THE TASK
Write out all the data below exactly.

PROVIDED INFORMATION

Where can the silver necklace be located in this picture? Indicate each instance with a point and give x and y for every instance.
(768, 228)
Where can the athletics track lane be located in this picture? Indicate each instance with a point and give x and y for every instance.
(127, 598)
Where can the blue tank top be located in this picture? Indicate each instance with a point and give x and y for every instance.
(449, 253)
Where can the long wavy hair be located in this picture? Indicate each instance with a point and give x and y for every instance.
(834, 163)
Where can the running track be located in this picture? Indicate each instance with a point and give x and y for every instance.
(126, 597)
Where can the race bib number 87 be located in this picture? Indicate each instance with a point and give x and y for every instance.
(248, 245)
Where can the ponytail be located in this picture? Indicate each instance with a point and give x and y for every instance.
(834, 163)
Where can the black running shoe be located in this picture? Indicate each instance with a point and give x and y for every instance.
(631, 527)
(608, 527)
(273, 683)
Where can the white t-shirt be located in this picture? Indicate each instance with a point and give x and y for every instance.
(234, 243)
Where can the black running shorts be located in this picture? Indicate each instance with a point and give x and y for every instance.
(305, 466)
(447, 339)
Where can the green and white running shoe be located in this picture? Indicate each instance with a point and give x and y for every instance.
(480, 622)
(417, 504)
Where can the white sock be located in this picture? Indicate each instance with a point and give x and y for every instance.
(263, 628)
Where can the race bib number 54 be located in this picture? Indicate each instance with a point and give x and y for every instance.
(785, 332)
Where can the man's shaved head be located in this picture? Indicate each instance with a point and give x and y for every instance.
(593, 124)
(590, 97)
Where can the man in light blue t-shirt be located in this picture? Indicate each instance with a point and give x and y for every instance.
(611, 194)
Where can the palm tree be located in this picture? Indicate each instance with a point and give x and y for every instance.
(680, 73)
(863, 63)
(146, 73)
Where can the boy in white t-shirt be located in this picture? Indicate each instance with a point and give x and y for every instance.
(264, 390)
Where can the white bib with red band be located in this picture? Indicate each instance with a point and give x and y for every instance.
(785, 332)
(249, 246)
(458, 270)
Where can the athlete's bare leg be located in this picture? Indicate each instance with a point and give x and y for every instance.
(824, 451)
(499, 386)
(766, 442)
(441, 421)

SOLUTION FOR THIS PROBLEM
Where can the silver necklace be located in this picture? Indicate each instance with a point and give x and y for every instance.
(768, 228)
Where can the athletics track lane be located in this picture? Indicate each instance with a point and give x and y for every instance.
(127, 598)
Where can the blue tank top be located in this picture? Indicate each instance with a point and give x and y for every instance.
(449, 253)
Where can the long wavy hair be located in this picture? Indicate each instance with a point and give x and y for every instance.
(834, 163)
Where can the running track be located in this picture? Indicate each instance with a point and give x and y for every instance.
(126, 597)
Where can the race bib number 87 be located in this picture? Indicate each instance with a point and give x and y for every instance.
(248, 245)
Where can the ponytail be located in this picture? Indicate each instance with a point and give x and y for every instance.
(834, 163)
Where can the black running shoe be located in this picture? Indicate each instance with a point and give x and y for every instance.
(631, 527)
(608, 527)
(273, 683)
Where can the white t-shirt be located in this picture? Indicate each instance with a point and give x and y for every instance.
(234, 243)
Where can the black running shorts be located in this picture? Indicate each instance with a point and give x and y for every instance.
(305, 466)
(447, 339)
Where can the green and white running shoe be located in this picture? Indicate each instance with a point and give x and y for every instance.
(480, 622)
(417, 504)
Where can the white sock be located in this picture? Indicate each instance with a point and give x and y for every instance.
(263, 628)
Where can the race bib number 54 be located in this picture? Indicate each instance with a point and give x and y for every instance.
(785, 332)
Where can the man's shaved head be located in this picture? Indicate each instance with a point and give x and y for every instance.
(593, 124)
(590, 97)
Where can the man in light blue t-shirt be located in this picture? Indicate each instance with a point and give x and y for every instance.
(611, 194)
Where can the palm tree be located in this picture? Indicate each instance with a point and give x and y for every instance.
(680, 73)
(863, 63)
(146, 73)
Where can the boy in white t-shirt be located in this picture? Indicate each instance with a point and give x and y for every instance.
(264, 390)
Where can the white bib with red band be located in this picture? Indicate each instance with a point and give x and y for every instance.
(785, 332)
(249, 246)
(458, 270)
Where can the athlete's bare leg be located in this picture? Indicate each instance with a point and give x and y for every instance.
(824, 451)
(499, 386)
(766, 442)
(441, 421)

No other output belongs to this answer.